Records provided START

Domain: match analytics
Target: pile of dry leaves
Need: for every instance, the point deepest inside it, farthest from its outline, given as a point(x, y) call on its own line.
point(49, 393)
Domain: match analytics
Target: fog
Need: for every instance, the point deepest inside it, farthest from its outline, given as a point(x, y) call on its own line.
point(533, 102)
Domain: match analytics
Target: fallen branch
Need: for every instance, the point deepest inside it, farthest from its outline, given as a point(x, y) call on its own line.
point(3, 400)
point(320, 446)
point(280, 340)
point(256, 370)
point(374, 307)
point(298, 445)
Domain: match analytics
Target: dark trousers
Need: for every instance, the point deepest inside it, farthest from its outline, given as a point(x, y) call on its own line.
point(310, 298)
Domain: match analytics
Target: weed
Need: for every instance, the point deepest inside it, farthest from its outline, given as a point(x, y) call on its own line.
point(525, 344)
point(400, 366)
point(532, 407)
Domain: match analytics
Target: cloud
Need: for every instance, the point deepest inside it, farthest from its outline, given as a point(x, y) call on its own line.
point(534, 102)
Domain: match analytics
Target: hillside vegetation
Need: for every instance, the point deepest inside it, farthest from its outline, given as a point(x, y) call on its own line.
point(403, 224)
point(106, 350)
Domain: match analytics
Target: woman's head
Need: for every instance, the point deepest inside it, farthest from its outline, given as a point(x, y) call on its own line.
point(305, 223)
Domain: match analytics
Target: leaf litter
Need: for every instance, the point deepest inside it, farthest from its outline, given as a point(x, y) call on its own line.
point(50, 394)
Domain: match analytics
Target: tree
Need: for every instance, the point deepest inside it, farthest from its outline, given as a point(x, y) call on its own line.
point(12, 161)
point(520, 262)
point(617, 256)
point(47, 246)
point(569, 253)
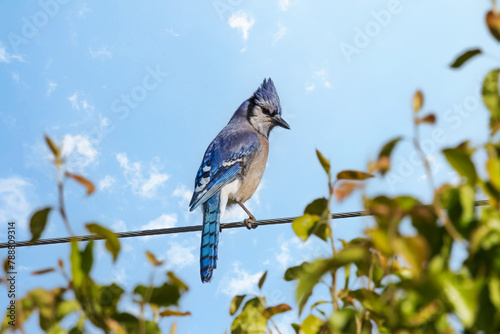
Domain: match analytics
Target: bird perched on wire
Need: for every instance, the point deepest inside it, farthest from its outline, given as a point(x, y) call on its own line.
point(232, 167)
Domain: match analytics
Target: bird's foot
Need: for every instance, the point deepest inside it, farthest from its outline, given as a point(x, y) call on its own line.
point(250, 223)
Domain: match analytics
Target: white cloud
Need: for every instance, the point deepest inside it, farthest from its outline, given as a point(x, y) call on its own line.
point(284, 4)
point(172, 32)
point(142, 185)
point(6, 57)
point(14, 204)
point(240, 282)
point(319, 78)
point(15, 77)
point(280, 33)
point(102, 52)
point(107, 182)
point(83, 10)
point(79, 103)
point(184, 194)
point(164, 221)
point(79, 151)
point(236, 213)
point(119, 226)
point(51, 86)
point(239, 20)
point(179, 256)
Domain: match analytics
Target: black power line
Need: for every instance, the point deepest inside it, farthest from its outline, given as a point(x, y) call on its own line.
point(174, 230)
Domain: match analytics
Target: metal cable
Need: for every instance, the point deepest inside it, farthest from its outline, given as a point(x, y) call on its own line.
point(174, 230)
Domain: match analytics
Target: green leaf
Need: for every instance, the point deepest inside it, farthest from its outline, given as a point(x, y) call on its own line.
point(387, 149)
point(55, 150)
point(428, 119)
point(131, 324)
point(303, 226)
point(462, 163)
point(177, 282)
point(415, 251)
point(293, 273)
point(235, 304)
point(311, 325)
point(343, 321)
point(491, 98)
point(262, 280)
point(317, 207)
point(169, 313)
point(250, 320)
point(87, 258)
point(308, 224)
point(325, 163)
point(311, 273)
point(273, 310)
point(66, 307)
point(76, 264)
point(164, 295)
point(418, 101)
point(353, 175)
point(112, 243)
point(463, 58)
point(38, 222)
point(493, 168)
point(462, 293)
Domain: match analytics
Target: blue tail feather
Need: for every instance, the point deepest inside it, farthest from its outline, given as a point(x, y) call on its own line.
point(209, 237)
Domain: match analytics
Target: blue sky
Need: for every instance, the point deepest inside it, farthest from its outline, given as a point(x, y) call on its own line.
point(135, 93)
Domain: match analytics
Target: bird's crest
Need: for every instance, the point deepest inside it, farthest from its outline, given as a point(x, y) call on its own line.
point(267, 96)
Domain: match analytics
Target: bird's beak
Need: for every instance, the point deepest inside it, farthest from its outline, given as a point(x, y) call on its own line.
point(281, 122)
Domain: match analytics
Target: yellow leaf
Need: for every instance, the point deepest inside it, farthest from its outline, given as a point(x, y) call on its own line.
point(493, 23)
point(345, 189)
point(43, 271)
point(429, 119)
point(55, 150)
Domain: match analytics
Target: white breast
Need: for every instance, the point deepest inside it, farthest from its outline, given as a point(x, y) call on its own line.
point(228, 191)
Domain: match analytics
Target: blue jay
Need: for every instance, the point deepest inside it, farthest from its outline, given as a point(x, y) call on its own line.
point(232, 167)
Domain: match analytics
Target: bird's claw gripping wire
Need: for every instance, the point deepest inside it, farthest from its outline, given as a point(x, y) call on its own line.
point(250, 223)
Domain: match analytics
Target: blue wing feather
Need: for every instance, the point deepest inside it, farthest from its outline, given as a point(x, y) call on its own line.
point(222, 163)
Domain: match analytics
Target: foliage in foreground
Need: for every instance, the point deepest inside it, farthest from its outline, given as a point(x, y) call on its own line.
point(393, 281)
point(396, 282)
point(94, 303)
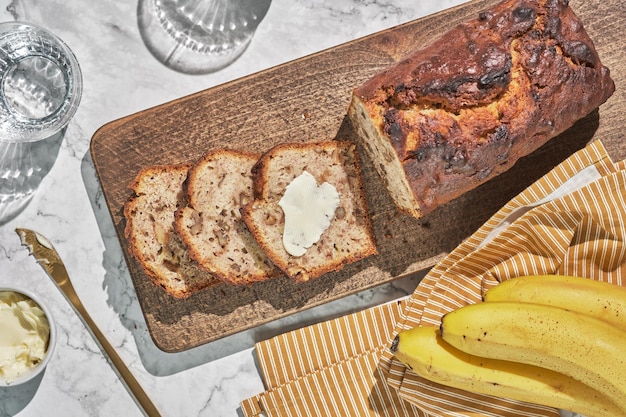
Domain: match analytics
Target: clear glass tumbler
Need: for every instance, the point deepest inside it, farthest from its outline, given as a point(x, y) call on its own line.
point(199, 36)
point(40, 89)
point(41, 83)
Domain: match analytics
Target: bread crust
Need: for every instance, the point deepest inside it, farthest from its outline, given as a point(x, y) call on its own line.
point(349, 237)
point(465, 108)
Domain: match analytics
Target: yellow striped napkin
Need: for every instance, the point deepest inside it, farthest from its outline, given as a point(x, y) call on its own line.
point(571, 221)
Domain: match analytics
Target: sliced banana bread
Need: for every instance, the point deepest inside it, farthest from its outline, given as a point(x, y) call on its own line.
point(150, 231)
point(347, 238)
point(217, 186)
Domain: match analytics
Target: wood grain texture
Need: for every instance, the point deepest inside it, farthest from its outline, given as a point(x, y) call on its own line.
point(306, 100)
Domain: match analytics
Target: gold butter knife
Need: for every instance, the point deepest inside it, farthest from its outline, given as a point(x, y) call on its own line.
point(51, 262)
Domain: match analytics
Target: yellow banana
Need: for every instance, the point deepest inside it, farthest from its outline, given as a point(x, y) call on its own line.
point(595, 298)
point(580, 346)
point(423, 351)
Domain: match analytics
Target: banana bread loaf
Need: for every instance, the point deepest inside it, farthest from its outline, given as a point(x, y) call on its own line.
point(464, 109)
point(217, 186)
point(150, 231)
point(346, 234)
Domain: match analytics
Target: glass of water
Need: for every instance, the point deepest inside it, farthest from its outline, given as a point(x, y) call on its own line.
point(40, 85)
point(40, 88)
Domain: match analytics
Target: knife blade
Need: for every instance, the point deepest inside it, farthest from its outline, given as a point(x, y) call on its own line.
point(45, 254)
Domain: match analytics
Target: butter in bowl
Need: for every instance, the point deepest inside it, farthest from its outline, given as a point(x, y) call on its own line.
point(27, 336)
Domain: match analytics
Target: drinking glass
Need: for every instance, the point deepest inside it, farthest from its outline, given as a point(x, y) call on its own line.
point(199, 36)
point(40, 89)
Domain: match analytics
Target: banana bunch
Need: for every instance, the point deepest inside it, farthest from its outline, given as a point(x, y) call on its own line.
point(551, 340)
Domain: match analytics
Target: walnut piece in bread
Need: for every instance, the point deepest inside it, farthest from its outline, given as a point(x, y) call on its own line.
point(349, 236)
point(465, 108)
point(217, 186)
point(150, 231)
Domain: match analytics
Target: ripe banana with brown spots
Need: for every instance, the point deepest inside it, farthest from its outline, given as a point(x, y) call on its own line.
point(595, 298)
point(422, 350)
point(580, 346)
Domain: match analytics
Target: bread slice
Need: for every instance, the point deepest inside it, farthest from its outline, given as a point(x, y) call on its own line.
point(217, 186)
point(150, 231)
point(349, 237)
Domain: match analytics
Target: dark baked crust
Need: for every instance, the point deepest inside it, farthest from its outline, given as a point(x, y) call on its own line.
point(449, 117)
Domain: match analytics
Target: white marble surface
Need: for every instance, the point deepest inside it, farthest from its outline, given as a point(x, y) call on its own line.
point(120, 78)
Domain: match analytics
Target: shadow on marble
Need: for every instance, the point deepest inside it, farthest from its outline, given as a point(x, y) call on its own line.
point(13, 399)
point(22, 168)
point(199, 36)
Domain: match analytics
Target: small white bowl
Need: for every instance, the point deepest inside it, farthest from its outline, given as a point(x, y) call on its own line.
point(35, 371)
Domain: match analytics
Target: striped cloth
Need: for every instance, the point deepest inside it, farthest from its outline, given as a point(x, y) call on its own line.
point(571, 221)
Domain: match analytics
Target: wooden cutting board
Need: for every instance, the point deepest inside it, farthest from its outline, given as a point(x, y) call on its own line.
point(306, 100)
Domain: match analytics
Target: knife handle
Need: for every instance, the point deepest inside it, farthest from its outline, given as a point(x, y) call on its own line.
point(127, 377)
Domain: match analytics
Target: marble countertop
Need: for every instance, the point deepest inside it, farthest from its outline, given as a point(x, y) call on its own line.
point(121, 77)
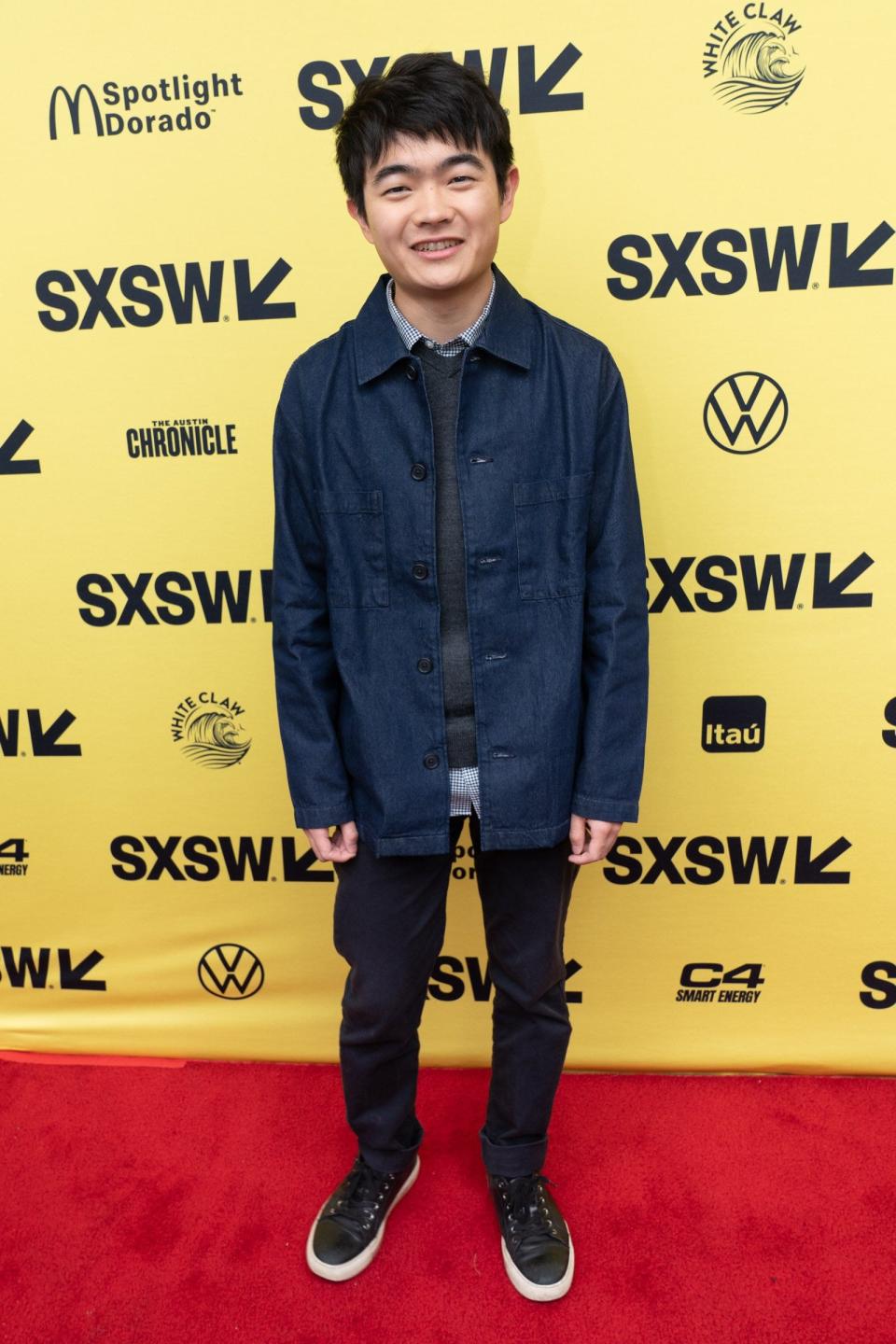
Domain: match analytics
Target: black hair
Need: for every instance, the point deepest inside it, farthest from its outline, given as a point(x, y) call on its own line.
point(422, 94)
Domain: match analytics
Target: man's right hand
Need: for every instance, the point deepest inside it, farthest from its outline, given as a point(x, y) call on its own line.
point(339, 848)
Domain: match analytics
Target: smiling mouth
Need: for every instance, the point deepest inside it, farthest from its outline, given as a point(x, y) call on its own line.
point(438, 245)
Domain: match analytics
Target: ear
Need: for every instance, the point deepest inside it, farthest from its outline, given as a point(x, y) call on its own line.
point(511, 185)
point(359, 219)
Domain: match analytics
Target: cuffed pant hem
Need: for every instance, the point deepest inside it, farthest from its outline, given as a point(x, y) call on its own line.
point(512, 1159)
point(392, 1160)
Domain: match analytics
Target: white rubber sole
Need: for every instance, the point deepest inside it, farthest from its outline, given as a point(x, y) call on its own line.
point(538, 1292)
point(337, 1273)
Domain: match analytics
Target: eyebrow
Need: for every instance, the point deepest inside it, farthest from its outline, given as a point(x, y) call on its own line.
point(407, 170)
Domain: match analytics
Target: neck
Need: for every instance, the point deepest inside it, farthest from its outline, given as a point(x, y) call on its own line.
point(441, 316)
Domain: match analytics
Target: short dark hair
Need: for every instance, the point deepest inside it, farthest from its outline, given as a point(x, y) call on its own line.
point(422, 94)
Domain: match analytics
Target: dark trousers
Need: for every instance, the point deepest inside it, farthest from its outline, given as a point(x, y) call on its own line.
point(388, 925)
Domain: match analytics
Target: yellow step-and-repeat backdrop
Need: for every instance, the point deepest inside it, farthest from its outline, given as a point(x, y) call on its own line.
point(707, 189)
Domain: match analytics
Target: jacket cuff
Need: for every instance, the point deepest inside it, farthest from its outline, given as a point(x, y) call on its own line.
point(332, 815)
point(605, 809)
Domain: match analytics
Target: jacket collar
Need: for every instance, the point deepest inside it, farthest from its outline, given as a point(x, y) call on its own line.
point(508, 332)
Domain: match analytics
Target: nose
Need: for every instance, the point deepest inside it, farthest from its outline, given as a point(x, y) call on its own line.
point(431, 206)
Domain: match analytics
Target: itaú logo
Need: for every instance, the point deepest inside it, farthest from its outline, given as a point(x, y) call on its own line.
point(230, 971)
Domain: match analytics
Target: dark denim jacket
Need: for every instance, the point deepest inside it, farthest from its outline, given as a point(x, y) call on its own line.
point(555, 583)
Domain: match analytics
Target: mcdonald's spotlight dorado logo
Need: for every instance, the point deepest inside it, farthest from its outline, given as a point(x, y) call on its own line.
point(207, 727)
point(751, 58)
point(193, 95)
point(745, 413)
point(230, 971)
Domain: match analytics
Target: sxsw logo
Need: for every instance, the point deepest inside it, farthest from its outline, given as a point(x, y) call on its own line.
point(708, 981)
point(172, 598)
point(318, 81)
point(721, 582)
point(734, 723)
point(453, 977)
point(191, 292)
point(725, 261)
point(205, 858)
point(704, 861)
point(45, 741)
point(21, 969)
point(745, 402)
point(195, 112)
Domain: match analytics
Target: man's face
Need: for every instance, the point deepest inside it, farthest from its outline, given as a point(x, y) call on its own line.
point(433, 213)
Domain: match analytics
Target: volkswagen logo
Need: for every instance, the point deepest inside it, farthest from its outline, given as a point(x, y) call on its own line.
point(745, 413)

Records provided END

Problem to solve
Please output exactly the lines between the one holding "Target: ripe banana with brown spots" and the one holding "Target: bread slice" in the records above, inclusive, and nothing more.

Final answer
Target: ripe banana with brown spots
Need: for every instance, the point deepest inside it, farthest from its outline, given as a point(x, y) call on its own line.
point(595, 298)
point(422, 350)
point(580, 346)
Domain: match analytics
Target: bread slice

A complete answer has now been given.